* Written problem
Change "shoreline" to "riverbank" in the items that begin at the line containing "Task: annotate every instance of the brush" and stop after the line containing "Query: brush along shoreline", leaving everything else untouched. Return only those lines.

* Task material
▶
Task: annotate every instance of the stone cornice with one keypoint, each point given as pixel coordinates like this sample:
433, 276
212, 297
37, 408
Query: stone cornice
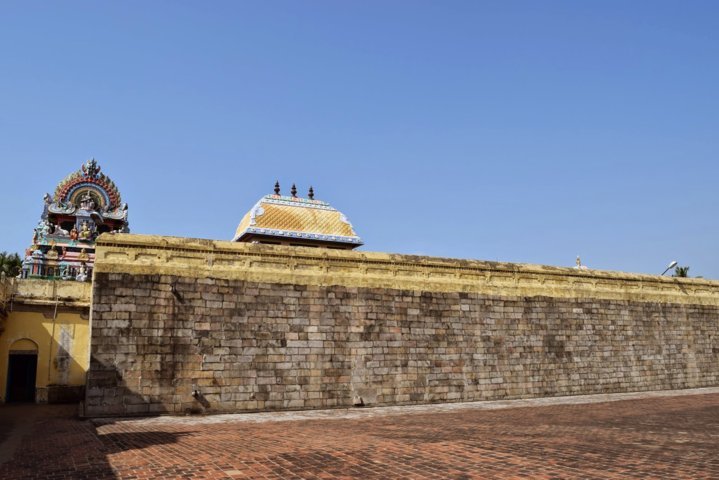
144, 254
◀
▶
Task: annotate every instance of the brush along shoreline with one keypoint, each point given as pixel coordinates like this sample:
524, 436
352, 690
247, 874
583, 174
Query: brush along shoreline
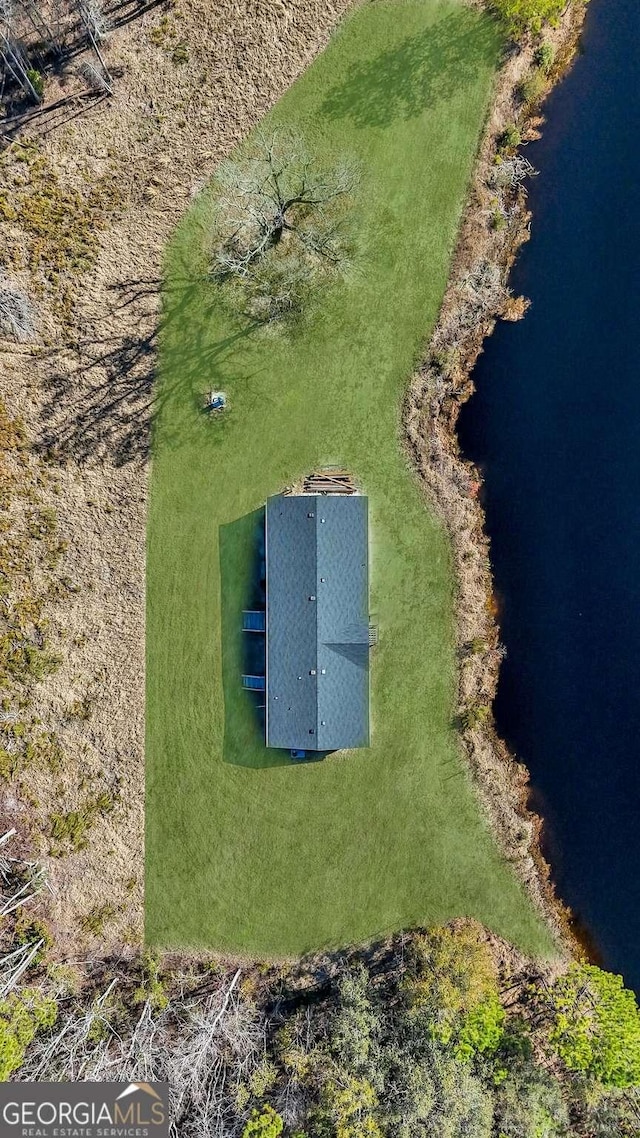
◀
* Solution to this exercise
Task: annotate every instance of the brush along riverbank with one keypoint, each point given as pixel coordinates like this sample:
524, 436
352, 690
247, 874
583, 174
Query: brush along riverbank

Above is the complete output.